▶ Aim of the exercise
From the listing below, output as a numbered list only the lines from the one containing "Expected behaviour: when the green" through the one containing "[123, 306, 224, 397]", both included, leaving out any blank lines.

— Begin Data section —

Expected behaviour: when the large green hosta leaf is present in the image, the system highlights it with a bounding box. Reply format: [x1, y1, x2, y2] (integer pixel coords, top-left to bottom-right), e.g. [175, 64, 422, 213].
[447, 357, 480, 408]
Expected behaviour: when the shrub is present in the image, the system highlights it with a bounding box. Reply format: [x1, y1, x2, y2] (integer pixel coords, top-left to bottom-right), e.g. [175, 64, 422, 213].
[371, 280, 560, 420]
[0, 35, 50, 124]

— End Data section —
— Begin Data section —

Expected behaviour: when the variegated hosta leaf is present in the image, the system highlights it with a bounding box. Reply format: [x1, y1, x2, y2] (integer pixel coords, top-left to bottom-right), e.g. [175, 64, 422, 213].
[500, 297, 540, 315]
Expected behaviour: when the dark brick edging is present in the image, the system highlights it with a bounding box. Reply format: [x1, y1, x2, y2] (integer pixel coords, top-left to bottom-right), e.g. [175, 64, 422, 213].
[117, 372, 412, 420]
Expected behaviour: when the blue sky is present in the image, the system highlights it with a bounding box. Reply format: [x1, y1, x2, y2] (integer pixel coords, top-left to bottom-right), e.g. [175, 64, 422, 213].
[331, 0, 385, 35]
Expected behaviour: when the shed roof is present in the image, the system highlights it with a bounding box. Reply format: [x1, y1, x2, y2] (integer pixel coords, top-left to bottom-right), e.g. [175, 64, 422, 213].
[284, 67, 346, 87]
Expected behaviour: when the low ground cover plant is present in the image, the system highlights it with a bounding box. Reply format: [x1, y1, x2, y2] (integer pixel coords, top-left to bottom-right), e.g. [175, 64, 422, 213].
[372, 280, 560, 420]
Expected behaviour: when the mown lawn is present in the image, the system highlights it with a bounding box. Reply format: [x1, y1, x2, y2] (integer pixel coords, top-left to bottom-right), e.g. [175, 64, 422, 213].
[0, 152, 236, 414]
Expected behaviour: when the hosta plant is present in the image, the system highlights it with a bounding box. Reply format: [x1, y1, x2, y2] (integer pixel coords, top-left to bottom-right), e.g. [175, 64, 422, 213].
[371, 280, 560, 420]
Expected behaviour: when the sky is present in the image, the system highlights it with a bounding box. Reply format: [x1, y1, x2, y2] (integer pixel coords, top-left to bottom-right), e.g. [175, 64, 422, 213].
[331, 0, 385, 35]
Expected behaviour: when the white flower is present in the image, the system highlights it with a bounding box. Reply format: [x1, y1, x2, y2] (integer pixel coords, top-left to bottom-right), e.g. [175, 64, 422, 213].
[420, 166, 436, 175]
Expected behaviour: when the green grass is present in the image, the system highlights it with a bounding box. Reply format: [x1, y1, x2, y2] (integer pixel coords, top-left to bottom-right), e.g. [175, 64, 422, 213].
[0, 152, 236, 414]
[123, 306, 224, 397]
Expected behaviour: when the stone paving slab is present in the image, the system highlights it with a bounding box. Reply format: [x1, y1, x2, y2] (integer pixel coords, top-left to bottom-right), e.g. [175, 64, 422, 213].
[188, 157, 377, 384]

— End Data section —

▶ Expected answer
1. Expected behaviour: when the green grass is present in the image, the system highlights it with a bounding box. Reply format: [x1, y1, x2, y2] (integer pixel coords, top-left to bottom-right), e.g. [175, 64, 422, 213].
2. [0, 152, 236, 414]
3. [123, 306, 224, 397]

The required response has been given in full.